BLOCO DE TEXTO:
Cristãos perseguidos, hoje mais do que nos primeiros tempos
Francisco nunca se cansa de denunciar as perseguições anticristãs.
Hoje - repete - há mais mártires do que nos primeiros tempos do
cristianismo.
Em janeiro, a Suprema Corte do Paquistão absolveu definitivamente
Asia Bibi, da acusação injusta de blasfêmia, pela qual tinha sido
condenada à morte. Esta mulher católica, mãe de 5 filhos, estava presa
desde 2009. Ela deixou o país com a sua família. Tanto Bento XVI como o
Papa Francisco acompanharam o desenrolar da sua história com
grande discrição, por razões de segurança.
Uma das filhas, Eisham, tinha-se encontrado com Francisco no ano passado levanedo-lhe um beijo da sua mãe. O Papa disse-lhe: "Penso
seguidamente em sua mãe e rezo por ela". E define-a como "maravilhosa
mulher mártir".
21 de abril é Páscoa: um ataque de extremistas islâmicos contra
igrejas cristãs no Sri Lanka provoca a morte de mais de 250 pessoas
enquanto rezavam. O apelo do Papa chega no mesmo dia. Mas Francisco não
deixa de denunciar também ataques contra outras religiões, como aquele
contra a mesquitas em Christchurch, Nova Zelândia, em 15 de março, que
provocou mais de 50 vítimas fatais.

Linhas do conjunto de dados

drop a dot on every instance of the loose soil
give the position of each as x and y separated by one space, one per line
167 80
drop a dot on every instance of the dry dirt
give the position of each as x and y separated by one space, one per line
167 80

EXERCÍCIO: Prossiga o texto sobre os cristãos perseguidos a partir da última frase apresentada.

RESPOSTA:
Defender a família e a vida, toda vida
O Papa, em 25 de março em Loreto, reitera que, em particular no mundo
de hoje, "a família fundada no casamento entre um homem e uma mulher
assume uma importância e uma missão essenciais", e o seu representante na
ONU, o arcebispo Bernardito Auza, recorda as suas palavras sobre a
ideologia do gênero: é um "passo atrás" para a humanidade.
Francisco defende a vida desde a concepção até ao seu fim natural. Ele
intervém diretamente a favor de Vincent Lambert, o enfermeiro francês
de 42 anos, em estado de consciência mínima, que faleceu em julho do ano
passado: “Não construímos – foi sua advertência - uma civilização que
elimina pessoas cuja vida acreditamos não valer mais a pena ser vivida:
toda a vida tem valor, sempre”.
O olhar do Papa é de 360°: a vida, os direitos e a dignidade devem
ser defendidos sempre, desde os nascituros àqueles que sofrem de fome ou violências, dos doentes e dos anciãos aos migrantes que correm o
risco de morrer em busca de um futuro melhor. A justiça não é seletiva,
não é para algumas categorias humanas e outras não, é universal.
Aos jovens: descubram o amor de Deus e caminhem contra a corrente
Este ano o Papa publicou a Exortação Apostólica "Christus vivit",
fruto do Sínodo sobre os jovens realizado no Vaticano em outubro de
2018. Este é o incipit: "Cristo vive. Ele é a nossa esperança e a
juventude mais bonita deste mundo. (...) Por isso, as primeiras palavras
que quero dirigir a cada jovem cristão são: Ele vive e quer-te
vivo!”.
O Papa escreve: “Peçamos ao Senhor que liberte a Igreja daqueles que
querem envelhecê-la, fixá-la no passado, freá-la, torná-la imóvel.
Peçamos também que a liberte de outra tentação: acreditar que é jovem
porque cede a tudo o que o mundo lhe oferece," mimetizando-se com os
outros. “Não! Ela é jovem quando é a mesma."
Francisco propõe "caminhos de fraternidade" para viver a fé, evitando
correr "o risco de fechar-mo-nos em pequenos grupos". Convida os jovens a
viverem o compromisso social em contacto com os pobres e a serem
protagonistas da mudança para uma civilização mais justa e fraterna.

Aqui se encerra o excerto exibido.